+++ Input data
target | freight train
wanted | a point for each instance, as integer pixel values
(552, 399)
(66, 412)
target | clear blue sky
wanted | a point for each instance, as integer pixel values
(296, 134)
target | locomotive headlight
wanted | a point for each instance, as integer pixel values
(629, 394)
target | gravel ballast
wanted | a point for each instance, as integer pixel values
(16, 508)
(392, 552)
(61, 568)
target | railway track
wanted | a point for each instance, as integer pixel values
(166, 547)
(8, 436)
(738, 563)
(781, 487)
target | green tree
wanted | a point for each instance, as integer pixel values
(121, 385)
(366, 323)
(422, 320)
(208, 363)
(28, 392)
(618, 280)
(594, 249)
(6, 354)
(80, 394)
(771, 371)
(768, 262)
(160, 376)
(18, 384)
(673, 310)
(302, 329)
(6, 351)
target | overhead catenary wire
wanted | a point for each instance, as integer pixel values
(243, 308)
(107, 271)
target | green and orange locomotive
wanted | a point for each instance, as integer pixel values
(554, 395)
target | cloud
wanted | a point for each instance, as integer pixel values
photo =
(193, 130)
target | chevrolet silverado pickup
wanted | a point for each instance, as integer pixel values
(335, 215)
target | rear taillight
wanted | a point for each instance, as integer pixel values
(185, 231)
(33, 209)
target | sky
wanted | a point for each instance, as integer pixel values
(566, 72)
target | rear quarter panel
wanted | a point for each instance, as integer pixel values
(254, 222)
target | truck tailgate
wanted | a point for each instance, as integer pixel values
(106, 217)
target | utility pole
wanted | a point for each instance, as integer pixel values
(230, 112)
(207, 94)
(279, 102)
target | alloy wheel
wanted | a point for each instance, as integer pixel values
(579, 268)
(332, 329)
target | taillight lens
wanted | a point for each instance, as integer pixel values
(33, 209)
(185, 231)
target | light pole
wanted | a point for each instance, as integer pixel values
++++++
• _Description of the task_: Please reproduce exactly the lines above, beginning with the first and ending with the line that contains "target | locomotive headlight", and include nothing outside that range.

• _Expected output_:
target | freight train
wanted | a point for each instance, as integer pixel values
(552, 399)
(66, 412)
target | clear blue sky
wanted | a point for each instance, as integer pixel values
(296, 134)
target | locomotive headlight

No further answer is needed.